§ Required action: Could you copy each line of the entries that contains "leaf"?

§ Source records:
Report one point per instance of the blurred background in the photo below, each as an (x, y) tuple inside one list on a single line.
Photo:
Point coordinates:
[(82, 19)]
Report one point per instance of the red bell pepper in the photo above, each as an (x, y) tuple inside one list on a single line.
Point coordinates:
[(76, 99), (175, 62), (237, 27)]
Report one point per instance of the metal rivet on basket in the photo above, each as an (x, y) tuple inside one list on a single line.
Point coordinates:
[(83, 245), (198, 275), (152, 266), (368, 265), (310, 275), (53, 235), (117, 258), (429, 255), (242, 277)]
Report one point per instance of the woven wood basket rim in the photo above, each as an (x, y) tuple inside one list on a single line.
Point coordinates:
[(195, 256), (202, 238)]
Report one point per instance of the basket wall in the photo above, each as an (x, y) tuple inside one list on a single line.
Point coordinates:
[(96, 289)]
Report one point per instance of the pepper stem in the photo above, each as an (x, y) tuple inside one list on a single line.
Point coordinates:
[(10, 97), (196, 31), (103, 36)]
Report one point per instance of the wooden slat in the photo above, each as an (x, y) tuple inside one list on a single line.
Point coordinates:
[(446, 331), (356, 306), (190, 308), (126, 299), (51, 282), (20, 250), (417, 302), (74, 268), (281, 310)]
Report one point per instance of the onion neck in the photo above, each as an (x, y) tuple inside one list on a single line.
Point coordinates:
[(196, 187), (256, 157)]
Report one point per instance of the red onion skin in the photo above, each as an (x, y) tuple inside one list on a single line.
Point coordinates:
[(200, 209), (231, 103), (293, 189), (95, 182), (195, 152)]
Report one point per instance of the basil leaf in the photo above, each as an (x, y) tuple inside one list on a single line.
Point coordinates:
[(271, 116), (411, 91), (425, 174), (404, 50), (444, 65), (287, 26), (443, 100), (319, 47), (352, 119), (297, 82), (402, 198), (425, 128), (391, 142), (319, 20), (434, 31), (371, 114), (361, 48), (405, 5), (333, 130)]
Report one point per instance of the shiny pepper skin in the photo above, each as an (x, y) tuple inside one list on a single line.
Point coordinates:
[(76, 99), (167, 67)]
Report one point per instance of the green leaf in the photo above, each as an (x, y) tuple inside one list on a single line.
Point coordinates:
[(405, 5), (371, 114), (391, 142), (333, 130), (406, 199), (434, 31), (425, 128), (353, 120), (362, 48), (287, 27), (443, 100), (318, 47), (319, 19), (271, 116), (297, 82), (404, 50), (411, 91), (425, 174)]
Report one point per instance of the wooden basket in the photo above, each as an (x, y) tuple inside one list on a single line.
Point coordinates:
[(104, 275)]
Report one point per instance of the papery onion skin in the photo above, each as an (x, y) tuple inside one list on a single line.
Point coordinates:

§ Answer to this exercise:
Report one point per instance of the basil leaf in the photo above, each as an (x, y) tuple inside one list on a single line.
Report one point per instance of the green leaf in the photo above, each as an (x, y) tuple inside one list on a single line.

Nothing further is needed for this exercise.